━━ Exercise material ━━

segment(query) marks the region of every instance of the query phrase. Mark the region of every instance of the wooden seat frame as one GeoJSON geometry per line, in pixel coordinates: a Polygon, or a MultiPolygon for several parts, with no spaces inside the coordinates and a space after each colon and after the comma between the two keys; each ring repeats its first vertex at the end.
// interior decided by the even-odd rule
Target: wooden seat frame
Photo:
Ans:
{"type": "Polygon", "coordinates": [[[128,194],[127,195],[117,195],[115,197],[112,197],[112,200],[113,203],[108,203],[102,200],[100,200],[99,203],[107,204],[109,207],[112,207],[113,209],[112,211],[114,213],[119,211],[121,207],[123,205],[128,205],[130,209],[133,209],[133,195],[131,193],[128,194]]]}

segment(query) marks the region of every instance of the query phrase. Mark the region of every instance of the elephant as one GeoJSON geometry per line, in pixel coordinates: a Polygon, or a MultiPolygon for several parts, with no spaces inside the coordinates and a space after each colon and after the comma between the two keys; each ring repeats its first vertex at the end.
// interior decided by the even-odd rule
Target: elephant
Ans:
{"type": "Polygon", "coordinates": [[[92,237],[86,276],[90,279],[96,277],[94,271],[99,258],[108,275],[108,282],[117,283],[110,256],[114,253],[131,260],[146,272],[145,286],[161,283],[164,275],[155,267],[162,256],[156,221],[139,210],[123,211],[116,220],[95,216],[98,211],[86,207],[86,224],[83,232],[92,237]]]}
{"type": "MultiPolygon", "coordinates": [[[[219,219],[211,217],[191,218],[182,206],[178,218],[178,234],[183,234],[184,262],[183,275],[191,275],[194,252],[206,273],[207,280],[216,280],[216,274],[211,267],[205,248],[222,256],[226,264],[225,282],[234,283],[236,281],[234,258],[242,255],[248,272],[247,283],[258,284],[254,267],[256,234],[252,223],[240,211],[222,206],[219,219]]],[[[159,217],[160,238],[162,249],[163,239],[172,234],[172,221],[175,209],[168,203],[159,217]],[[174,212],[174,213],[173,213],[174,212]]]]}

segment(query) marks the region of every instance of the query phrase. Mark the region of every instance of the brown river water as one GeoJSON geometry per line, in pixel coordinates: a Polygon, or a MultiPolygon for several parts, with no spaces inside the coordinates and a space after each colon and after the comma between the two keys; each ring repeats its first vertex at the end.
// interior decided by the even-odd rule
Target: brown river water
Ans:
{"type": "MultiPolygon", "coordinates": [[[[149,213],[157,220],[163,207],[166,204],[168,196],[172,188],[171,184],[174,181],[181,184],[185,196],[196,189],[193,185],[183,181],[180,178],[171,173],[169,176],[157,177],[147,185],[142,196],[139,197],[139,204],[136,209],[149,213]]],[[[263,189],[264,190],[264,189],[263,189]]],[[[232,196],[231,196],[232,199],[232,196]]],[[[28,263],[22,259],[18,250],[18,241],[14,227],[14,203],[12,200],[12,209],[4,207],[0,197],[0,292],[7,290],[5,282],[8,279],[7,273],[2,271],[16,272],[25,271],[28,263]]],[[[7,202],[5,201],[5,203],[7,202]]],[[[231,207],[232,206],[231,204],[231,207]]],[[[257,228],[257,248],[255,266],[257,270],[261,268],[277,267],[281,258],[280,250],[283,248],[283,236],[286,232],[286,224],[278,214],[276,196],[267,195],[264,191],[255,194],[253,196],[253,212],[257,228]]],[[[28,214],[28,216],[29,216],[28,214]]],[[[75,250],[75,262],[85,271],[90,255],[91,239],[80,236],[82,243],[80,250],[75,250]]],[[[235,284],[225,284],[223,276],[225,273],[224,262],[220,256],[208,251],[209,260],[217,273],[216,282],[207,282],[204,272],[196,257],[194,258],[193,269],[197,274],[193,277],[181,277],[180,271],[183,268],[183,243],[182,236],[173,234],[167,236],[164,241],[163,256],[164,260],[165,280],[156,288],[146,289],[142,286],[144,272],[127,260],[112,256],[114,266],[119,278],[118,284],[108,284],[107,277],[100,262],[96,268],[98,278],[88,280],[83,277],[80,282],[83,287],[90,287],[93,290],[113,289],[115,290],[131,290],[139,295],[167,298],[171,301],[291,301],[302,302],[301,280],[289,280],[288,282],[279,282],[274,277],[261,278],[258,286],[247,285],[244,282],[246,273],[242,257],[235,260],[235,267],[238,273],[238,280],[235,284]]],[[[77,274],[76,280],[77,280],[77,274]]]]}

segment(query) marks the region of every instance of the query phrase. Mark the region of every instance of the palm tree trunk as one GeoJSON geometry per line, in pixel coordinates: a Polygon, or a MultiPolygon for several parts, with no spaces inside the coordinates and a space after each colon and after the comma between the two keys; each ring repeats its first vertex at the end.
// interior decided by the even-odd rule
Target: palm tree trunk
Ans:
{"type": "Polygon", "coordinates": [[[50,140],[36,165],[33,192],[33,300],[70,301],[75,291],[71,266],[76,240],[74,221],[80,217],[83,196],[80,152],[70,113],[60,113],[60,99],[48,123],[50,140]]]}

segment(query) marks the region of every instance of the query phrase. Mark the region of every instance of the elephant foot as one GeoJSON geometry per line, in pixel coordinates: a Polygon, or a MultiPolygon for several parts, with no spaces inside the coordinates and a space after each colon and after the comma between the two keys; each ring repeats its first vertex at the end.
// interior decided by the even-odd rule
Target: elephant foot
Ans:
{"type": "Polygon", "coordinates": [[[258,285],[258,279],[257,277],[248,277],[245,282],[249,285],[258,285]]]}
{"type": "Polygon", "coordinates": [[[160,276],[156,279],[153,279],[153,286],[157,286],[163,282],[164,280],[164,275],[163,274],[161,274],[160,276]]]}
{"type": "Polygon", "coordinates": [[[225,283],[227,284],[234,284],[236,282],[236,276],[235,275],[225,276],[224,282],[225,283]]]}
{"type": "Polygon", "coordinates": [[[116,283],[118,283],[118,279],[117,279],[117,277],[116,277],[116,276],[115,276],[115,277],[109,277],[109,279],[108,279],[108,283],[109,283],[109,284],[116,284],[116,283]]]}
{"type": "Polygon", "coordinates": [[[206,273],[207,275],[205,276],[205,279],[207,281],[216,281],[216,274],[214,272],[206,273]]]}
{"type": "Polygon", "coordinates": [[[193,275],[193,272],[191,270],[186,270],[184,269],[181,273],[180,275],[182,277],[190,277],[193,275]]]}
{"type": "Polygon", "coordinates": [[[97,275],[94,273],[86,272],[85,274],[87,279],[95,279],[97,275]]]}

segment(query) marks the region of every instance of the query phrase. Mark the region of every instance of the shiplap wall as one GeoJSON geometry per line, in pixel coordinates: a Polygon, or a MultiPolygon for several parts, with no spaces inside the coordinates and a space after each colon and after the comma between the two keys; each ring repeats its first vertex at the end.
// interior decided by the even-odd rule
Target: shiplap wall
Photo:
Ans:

━━━

Copy out the material word for word and line for line.

segment(query) marks the region of every instance of the query phrase. Mark the region of every instance of the wooden seat frame as one GeoJSON geometry per line, in pixel coordinates: a Polygon, or a MultiPolygon for several parts, with no spaces inside the coordinates and a space after each colon and after the comma between the two keys; each ring repeats its first vertex at the end.
// interior decided by the even-odd rule
Target: wooden seat frame
Photo:
Ans:
{"type": "Polygon", "coordinates": [[[128,194],[127,195],[117,195],[115,197],[112,197],[112,200],[113,203],[108,203],[102,200],[100,200],[99,203],[107,204],[109,207],[112,207],[113,209],[112,211],[114,213],[119,211],[121,207],[123,205],[128,205],[130,209],[133,209],[133,195],[131,193],[128,194]]]}

segment(query) marks the region of every instance of the query phrase. Mark the region of every instance of the elephant as one GeoJSON geometry per line, in pixel coordinates: a Polygon, or a MultiPolygon for several parts, with no spaces inside the coordinates and a space after each colon and after the comma between the two keys; each ring repeats its first vertex at the end.
// interior decided by the even-odd rule
Target: elephant
Ans:
{"type": "Polygon", "coordinates": [[[92,237],[86,276],[90,279],[96,277],[94,271],[99,258],[108,275],[108,282],[117,283],[110,256],[114,253],[131,260],[146,272],[145,286],[161,283],[164,275],[155,267],[162,256],[156,221],[139,210],[123,211],[116,220],[95,216],[98,211],[86,207],[86,224],[83,232],[92,237]]]}
{"type": "MultiPolygon", "coordinates": [[[[219,219],[211,217],[191,218],[182,206],[178,218],[178,234],[183,234],[184,262],[183,275],[191,275],[194,252],[206,273],[207,280],[216,280],[216,274],[211,267],[205,248],[222,256],[226,264],[225,282],[234,283],[236,281],[234,258],[242,255],[248,272],[247,283],[258,284],[254,267],[256,234],[252,223],[240,211],[222,206],[219,219]]],[[[159,217],[160,238],[162,249],[163,239],[172,234],[172,221],[175,209],[168,203],[159,217]],[[174,212],[174,213],[173,213],[174,212]]]]}

segment(query) marks the region of every instance of the query phrase. Mark the region of every instance of the brown river water as one GeoJSON geometry per line, in pixel coordinates: a Polygon, or a MultiPolygon for several parts, with no spaces inside the coordinates and a space after each colon and after the comma between the two keys; each ring repeats its first vertex at the end.
// interior decided by the even-odd rule
Target: brown river water
Ans:
{"type": "MultiPolygon", "coordinates": [[[[149,213],[157,220],[163,207],[166,204],[168,196],[172,188],[171,184],[174,181],[181,184],[185,196],[196,189],[193,185],[183,181],[180,178],[171,173],[169,176],[157,177],[147,185],[142,196],[139,197],[139,204],[136,209],[149,213]]],[[[263,189],[264,190],[264,189],[263,189]]],[[[232,196],[231,196],[232,199],[232,196]]],[[[28,263],[22,259],[18,250],[18,241],[14,227],[14,203],[12,200],[12,209],[4,207],[0,197],[0,292],[7,290],[5,282],[8,279],[7,273],[2,271],[16,272],[25,271],[28,263]]],[[[7,202],[5,201],[5,203],[7,202]]],[[[231,207],[232,206],[231,204],[231,207]]],[[[257,228],[257,248],[255,266],[257,270],[261,268],[277,267],[281,258],[280,250],[283,248],[283,236],[286,232],[286,224],[278,214],[276,196],[267,195],[264,191],[255,194],[253,196],[253,212],[257,228]]],[[[28,214],[28,216],[29,216],[28,214]]],[[[75,250],[75,262],[85,271],[90,255],[91,239],[80,236],[82,243],[80,250],[75,250]]],[[[235,284],[225,284],[223,276],[225,273],[224,262],[220,256],[208,251],[209,260],[217,273],[216,282],[207,282],[204,272],[196,257],[194,258],[193,269],[197,274],[193,277],[181,277],[180,271],[183,268],[183,243],[182,236],[173,234],[167,236],[164,241],[163,256],[164,260],[165,280],[156,288],[146,289],[142,286],[144,272],[127,260],[112,256],[114,266],[119,278],[118,284],[108,284],[107,277],[100,262],[96,268],[98,278],[88,280],[83,277],[80,282],[83,287],[90,287],[93,290],[113,289],[115,290],[131,290],[139,295],[167,298],[171,301],[291,301],[302,302],[301,280],[289,280],[288,282],[279,282],[274,277],[261,278],[258,286],[247,285],[244,282],[246,273],[242,257],[235,260],[235,267],[238,273],[238,280],[235,284]]],[[[77,274],[76,280],[77,280],[77,274]]]]}

segment(query) marks the region of every instance of the query phrase. Mark the region of every instance of the palm tree trunk as one GeoJSON geometry per line, in pixel coordinates: a Polygon, or a MultiPolygon for several parts, with no spaces inside the coordinates and a space after each colon and after the comma between the two keys; each ring repeats its first vertex at the end.
// interior decided by the even-odd rule
Target: palm tree trunk
Ans:
{"type": "Polygon", "coordinates": [[[50,140],[36,165],[33,192],[33,300],[70,301],[75,291],[71,266],[76,240],[74,221],[80,217],[83,196],[80,152],[70,113],[60,113],[60,99],[48,123],[50,140]]]}

segment(query) marks the region of every instance of the query phrase. Mark the region of every instance of the elephant foot as one GeoJSON geometry per line, in pixel coordinates: a Polygon, or a MultiPolygon for several parts, with no spaces inside the coordinates and a space after each colon and after the comma between the two keys; each ring repeats its first vertex at the end.
// interior decided by the even-odd rule
Target: elephant foot
Ans:
{"type": "Polygon", "coordinates": [[[258,285],[258,279],[257,277],[248,277],[245,282],[249,285],[258,285]]]}
{"type": "Polygon", "coordinates": [[[160,276],[156,279],[153,279],[153,286],[157,286],[163,282],[164,280],[164,275],[163,274],[161,274],[160,276]]]}
{"type": "Polygon", "coordinates": [[[225,283],[227,284],[234,284],[236,282],[236,276],[235,275],[225,276],[224,282],[225,283]]]}
{"type": "Polygon", "coordinates": [[[116,283],[118,283],[118,279],[117,279],[117,277],[116,277],[116,276],[115,276],[115,277],[109,277],[109,279],[108,279],[108,283],[109,283],[109,284],[116,284],[116,283]]]}
{"type": "Polygon", "coordinates": [[[206,273],[207,275],[205,276],[205,279],[207,281],[216,281],[216,274],[214,272],[206,273]]]}
{"type": "Polygon", "coordinates": [[[193,275],[193,272],[191,270],[186,270],[184,269],[181,273],[180,275],[182,277],[190,277],[193,275]]]}
{"type": "Polygon", "coordinates": [[[97,275],[94,273],[86,272],[85,274],[87,279],[95,279],[97,275]]]}

segment(query) marks the region of every instance of the query phrase. Mark the region of every instance of the shiplap wall as one GeoJSON geometry per line, in pixel coordinates: a Polygon, or a MultiPolygon for several parts, with no spaces inside the coordinates and a space after each colon and after the comma between the two keys; each ring repeats its first vertex at the end.
// interior decided by the even-odd rule
Target: shiplap wall
Photo:
Ans:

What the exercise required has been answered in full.